* Referring expression data:
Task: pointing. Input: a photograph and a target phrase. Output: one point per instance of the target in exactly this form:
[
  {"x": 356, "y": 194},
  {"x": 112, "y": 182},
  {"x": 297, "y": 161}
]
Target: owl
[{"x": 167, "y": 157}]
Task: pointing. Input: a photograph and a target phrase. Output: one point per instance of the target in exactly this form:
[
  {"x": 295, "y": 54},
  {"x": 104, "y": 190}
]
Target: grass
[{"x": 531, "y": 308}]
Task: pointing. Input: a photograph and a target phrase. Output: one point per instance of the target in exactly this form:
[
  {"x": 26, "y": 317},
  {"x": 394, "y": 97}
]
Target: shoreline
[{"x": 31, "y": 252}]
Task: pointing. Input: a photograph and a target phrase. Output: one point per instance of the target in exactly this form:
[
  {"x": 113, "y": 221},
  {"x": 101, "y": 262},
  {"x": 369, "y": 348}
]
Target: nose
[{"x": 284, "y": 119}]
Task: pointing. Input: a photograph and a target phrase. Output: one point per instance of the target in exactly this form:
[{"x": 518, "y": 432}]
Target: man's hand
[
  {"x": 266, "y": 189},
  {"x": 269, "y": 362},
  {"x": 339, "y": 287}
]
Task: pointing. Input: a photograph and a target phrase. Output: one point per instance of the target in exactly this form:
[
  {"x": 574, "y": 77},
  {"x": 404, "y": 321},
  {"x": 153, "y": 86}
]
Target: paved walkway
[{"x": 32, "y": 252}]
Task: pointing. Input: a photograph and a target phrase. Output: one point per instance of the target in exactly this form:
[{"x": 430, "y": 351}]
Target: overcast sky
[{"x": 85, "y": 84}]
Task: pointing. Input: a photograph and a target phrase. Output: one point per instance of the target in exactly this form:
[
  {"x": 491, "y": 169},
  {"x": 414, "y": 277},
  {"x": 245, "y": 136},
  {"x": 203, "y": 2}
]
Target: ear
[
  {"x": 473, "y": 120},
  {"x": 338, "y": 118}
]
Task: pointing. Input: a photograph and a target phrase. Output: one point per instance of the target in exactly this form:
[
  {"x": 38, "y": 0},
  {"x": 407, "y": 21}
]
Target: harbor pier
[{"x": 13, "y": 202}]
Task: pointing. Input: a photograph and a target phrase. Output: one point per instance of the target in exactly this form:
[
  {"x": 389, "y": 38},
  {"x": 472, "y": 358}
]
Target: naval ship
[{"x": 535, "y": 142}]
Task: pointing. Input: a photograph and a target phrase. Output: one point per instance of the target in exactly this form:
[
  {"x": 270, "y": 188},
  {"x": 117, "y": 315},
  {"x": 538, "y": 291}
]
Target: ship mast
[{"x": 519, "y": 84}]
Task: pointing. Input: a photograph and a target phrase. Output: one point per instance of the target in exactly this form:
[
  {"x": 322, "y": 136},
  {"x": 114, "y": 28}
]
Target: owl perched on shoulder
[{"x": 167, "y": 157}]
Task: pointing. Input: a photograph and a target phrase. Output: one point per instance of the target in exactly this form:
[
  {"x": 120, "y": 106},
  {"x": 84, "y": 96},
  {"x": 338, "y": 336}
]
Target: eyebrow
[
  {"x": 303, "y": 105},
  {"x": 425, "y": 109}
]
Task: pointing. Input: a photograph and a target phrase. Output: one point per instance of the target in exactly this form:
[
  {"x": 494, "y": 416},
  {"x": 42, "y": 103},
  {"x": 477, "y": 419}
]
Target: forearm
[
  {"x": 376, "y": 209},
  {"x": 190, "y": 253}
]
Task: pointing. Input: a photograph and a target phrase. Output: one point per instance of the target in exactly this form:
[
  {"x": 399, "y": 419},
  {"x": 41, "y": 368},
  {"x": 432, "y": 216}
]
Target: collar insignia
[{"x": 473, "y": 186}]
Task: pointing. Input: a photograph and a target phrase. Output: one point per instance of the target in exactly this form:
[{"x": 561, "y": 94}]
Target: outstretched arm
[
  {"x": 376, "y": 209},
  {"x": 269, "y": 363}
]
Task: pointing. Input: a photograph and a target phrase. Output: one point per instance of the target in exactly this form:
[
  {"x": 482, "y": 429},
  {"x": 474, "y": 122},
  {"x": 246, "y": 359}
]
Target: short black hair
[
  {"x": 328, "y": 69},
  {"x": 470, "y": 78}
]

* Your assignment: Give back all the records above exactly as they were written.

* Task result:
Task: pointing. Input: a photograph and a target phrase. Output: one point per instance of the target in exactly this form:
[
  {"x": 356, "y": 194},
  {"x": 112, "y": 182},
  {"x": 297, "y": 161}
]
Target: owl
[{"x": 167, "y": 157}]
Task: pointing. Input: a photograph and a target phrase. Output: one point per instance of the target in exactly this form:
[
  {"x": 295, "y": 54},
  {"x": 104, "y": 190}
]
Target: grass
[{"x": 531, "y": 308}]
Task: pointing. Input: a photograph and a target phrase. Output: one point per instance of the target in exactly this form:
[
  {"x": 26, "y": 317},
  {"x": 394, "y": 97}
]
Target: shoreline
[{"x": 31, "y": 252}]
Task: pointing. Input: a photograph and a target phrase. Output: one point per instance of the target in exactly this form:
[
  {"x": 113, "y": 221},
  {"x": 101, "y": 262},
  {"x": 369, "y": 348}
]
Target: nose
[{"x": 284, "y": 119}]
Task: pointing. Input: a photograph and a target phrase. Output: one point per instance of the target in exactly this form:
[{"x": 518, "y": 432}]
Target: man's hand
[
  {"x": 266, "y": 189},
  {"x": 269, "y": 362},
  {"x": 339, "y": 287}
]
Task: pointing. Input: a photograph and a target phrase. Output: one point per instance of the target in exactly this form:
[
  {"x": 574, "y": 77},
  {"x": 404, "y": 321},
  {"x": 153, "y": 86}
]
Target: paved walkway
[{"x": 32, "y": 252}]
Task: pointing. Input: a photograph and a target phrase. Output: one point per instance of the target in exactly this form:
[{"x": 430, "y": 351}]
Target: overcast sky
[{"x": 85, "y": 84}]
Task: pointing. Input: a photograph and a target phrase. Output: one point per instance of the target in exactly this form:
[
  {"x": 491, "y": 169},
  {"x": 414, "y": 277},
  {"x": 245, "y": 136},
  {"x": 203, "y": 2}
]
Target: ear
[
  {"x": 473, "y": 120},
  {"x": 338, "y": 118}
]
Task: pointing. Input: a photograph and a target phrase. Output: one point per instance of the target in exactly this form:
[
  {"x": 38, "y": 0},
  {"x": 407, "y": 21}
]
Target: harbor pier
[{"x": 13, "y": 202}]
Task: pointing. Input: a photograph and a target phrase. Output: one point per instance of the target in exactly this form:
[
  {"x": 389, "y": 38},
  {"x": 472, "y": 358}
]
Target: naval ship
[{"x": 535, "y": 142}]
Task: pointing. Input: a photograph and a target phrase. Output: one point per instance of the target in exactly this form:
[
  {"x": 270, "y": 188},
  {"x": 117, "y": 315},
  {"x": 538, "y": 291}
]
Target: ship mast
[{"x": 519, "y": 84}]
Task: pointing. Input: a photograph and a target phrase. Output: one point per instance of the target in exactly this form:
[
  {"x": 322, "y": 136},
  {"x": 114, "y": 28}
]
Target: owl perched on shoulder
[{"x": 167, "y": 157}]
Task: pointing. Input: a photograph and a target phrase. Output: one point per instance of the target in exactly this form:
[
  {"x": 120, "y": 106},
  {"x": 84, "y": 96},
  {"x": 338, "y": 336}
]
Target: eyebrow
[
  {"x": 303, "y": 105},
  {"x": 425, "y": 109}
]
Task: pointing. Input: a photograph and a target phrase. Output: one point per instance of the target in exactly this form:
[
  {"x": 494, "y": 416},
  {"x": 42, "y": 103},
  {"x": 477, "y": 419}
]
Target: forearm
[
  {"x": 376, "y": 209},
  {"x": 190, "y": 253}
]
Task: pointing. Input: a photograph and a target phrase. Output: one point per instance of the target in exactly this form:
[
  {"x": 399, "y": 419},
  {"x": 41, "y": 368},
  {"x": 432, "y": 216}
]
Target: collar insignia
[{"x": 473, "y": 186}]
Task: pointing. Input: a photograph and a target phrase. Output: one point per instance of the target in exactly this form:
[{"x": 561, "y": 94}]
Target: outstretched arm
[
  {"x": 376, "y": 209},
  {"x": 269, "y": 363}
]
Task: pointing. Input: a photograph and a target phrase. Output: one point per instance of the target in exactly this form:
[
  {"x": 482, "y": 429},
  {"x": 474, "y": 122},
  {"x": 246, "y": 359}
]
Target: short black hair
[
  {"x": 328, "y": 69},
  {"x": 470, "y": 78}
]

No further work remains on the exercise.